**TRECHO FORNECIDO**
########################################

Eu não considero Medidas uma exposição de arte-ciência. Não por ser retrógrado ao que se chama arte-ciência, ao contrário, eu acho a arte-ciência retrógrada ao que a Letícia estava mostrando ali. Porque o evidente na reificação desses aparatos de mensuração é que ali eram confrontados normas e seus aparelhos de aferição, supostamente regulados, não com o objetivo de glorificar esse sistema, mas ironizar e até, em certos momentos, implodi-lo. Então quando se fala em arte-ciência hoje, muitas vezes, o que há é uma espécie de rendição ao encantamento, o que é normal, pois as possibilidades que a ciência oferece são maravilhosas.

Mas o que se chama de arte-ciência é quase fruto de uma sedução recíproca e no trabalho de Letícia o que há é uma espécie de tensão explícita e intencional. Até porque essa artista foi a pessoa que eu conheci que mais tinha as duas coisas, a arte e a ciência. Ela era uma química impecável, chefe do Centro de Ciências do Rio de Janeiro, mas sempre deixava claro que essa atividade como artista era o gancho que ela possuía com um outro lado, poético, humano, imprevisível, um lado do risco, da incerteza, do jogo, da aposta, com que normalmente um cientista evita conviver porque ele está muito bem encastelado em todas as suas razões. Em geral, é meio incômodo, do ponto de vista existencial, a pessoa se enclausurar, seja em uma espécie de moto-contínuo de “Eu sou amor da cabeça aos pés” ou, ao contrário, “Tudo tem suas razões”. Ela passava de um estado para o outro muito naturalmente.

########################################

**INSTRUÇÕES**
Transcreva na íntegra, sem nenhuma alteração, o texto acima sobre a exposição Medidas e a arte-ciência.

########################################

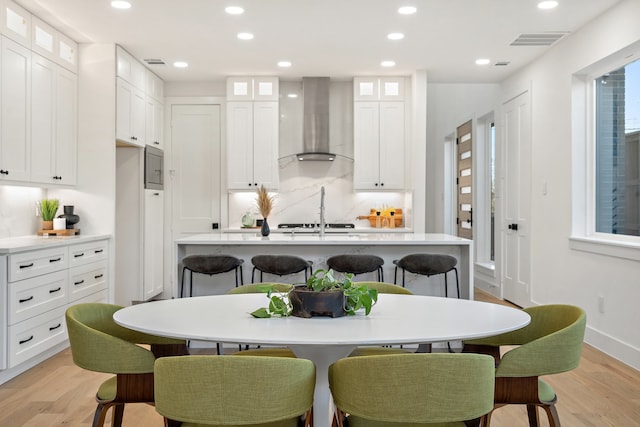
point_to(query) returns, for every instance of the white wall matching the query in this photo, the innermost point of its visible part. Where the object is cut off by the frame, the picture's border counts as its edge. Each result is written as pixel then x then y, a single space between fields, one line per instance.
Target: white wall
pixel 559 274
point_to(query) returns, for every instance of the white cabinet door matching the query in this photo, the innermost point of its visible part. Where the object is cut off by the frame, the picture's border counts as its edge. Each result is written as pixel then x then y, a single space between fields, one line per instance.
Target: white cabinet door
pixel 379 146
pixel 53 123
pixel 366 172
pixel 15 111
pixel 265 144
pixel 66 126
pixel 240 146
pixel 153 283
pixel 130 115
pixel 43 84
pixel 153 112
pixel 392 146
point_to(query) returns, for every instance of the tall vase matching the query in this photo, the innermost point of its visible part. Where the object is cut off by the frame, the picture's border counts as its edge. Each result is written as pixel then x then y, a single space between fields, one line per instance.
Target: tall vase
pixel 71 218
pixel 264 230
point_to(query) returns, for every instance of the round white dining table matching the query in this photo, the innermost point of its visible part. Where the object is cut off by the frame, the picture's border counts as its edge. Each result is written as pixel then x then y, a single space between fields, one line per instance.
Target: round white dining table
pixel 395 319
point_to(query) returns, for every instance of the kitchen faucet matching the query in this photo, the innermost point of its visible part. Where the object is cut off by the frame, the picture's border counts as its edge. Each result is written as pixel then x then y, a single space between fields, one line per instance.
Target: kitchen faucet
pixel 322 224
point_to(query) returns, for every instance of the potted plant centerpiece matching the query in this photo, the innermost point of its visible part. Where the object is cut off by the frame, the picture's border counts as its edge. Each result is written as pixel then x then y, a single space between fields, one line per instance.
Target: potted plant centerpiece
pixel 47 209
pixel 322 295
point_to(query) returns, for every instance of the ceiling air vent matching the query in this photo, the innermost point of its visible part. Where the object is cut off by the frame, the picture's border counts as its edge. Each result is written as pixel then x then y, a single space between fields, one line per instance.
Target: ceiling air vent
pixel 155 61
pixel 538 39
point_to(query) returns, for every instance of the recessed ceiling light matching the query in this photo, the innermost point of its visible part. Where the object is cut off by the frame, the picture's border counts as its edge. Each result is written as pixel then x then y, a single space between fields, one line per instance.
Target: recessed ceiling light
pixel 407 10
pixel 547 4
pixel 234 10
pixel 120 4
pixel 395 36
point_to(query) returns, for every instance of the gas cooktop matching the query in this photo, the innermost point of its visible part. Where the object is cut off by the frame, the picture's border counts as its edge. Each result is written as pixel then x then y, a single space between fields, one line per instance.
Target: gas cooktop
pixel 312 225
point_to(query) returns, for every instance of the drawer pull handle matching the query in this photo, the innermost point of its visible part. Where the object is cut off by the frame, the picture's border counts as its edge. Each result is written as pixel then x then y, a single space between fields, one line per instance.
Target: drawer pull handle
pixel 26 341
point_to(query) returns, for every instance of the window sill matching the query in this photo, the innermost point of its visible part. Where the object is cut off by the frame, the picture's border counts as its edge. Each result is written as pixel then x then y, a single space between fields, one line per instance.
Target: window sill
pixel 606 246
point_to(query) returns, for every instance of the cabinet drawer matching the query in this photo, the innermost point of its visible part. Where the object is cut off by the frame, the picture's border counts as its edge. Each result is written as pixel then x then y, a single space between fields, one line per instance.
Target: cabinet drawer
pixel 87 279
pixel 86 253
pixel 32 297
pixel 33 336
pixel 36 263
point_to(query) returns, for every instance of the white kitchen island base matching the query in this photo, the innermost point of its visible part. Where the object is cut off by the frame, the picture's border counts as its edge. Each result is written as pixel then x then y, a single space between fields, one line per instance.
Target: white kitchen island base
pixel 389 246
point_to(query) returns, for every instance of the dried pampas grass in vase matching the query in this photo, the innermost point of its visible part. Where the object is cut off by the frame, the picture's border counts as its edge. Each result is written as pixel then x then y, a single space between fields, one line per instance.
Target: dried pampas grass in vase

########################################

**EXERCÍCIO CONCLUÍDO**
Eu não considero Medidas uma exposição de arte-ciência. Não por ser retrógrado ao que se chama arte-ciência, ao contrário, eu acho a arte-ciência retrógrada ao que a Letícia estava mostrando ali. Porque o evidente na reificação desses aparatos de mensuração é que ali eram confrontados normas e seus aparelhos de aferição, supostamente regulados, não com o objetivo de glorificar esse sistema, mas ironizar e até, em certos momentos, implodi-lo. Então quando se fala em arte-ciência hoje, muitas vezes, o que há é uma espécie de rendição ao encantamento, o que é normal, pois as possibilidades que a ciência oferece são maravilhosas.

Mas o que se chama de arte-ciência é quase fruto de uma sedução recíproca e no trabalho de Letícia o que há é uma espécie de tensão explícita e intencional. Até porque essa artista foi a pessoa que eu conheci que mais tinha as duas coisas, a arte e a ciência. Ela era uma química impecável, chefe do Centro de Ciências do Rio de Janeiro, mas sempre deixava claro que essa atividade como artista era o gancho que ela possuía com um outro lado, poético, humano, imprevisível, um lado do risco, da incerteza, do jogo, da aposta, com que normalmente um cientista evita conviver porque ele está muito bem encastelado em todas as suas razões. Em geral, é meio incômodo, do ponto de vista existencial, a pessoa se enclausurar, seja em uma espécie de moto-contínuo de “Eu sou amor da cabeça aos pés” ou, ao contrário, “Tudo tem suas razões”. Ela passava de um estado para o outro muito naturalmente.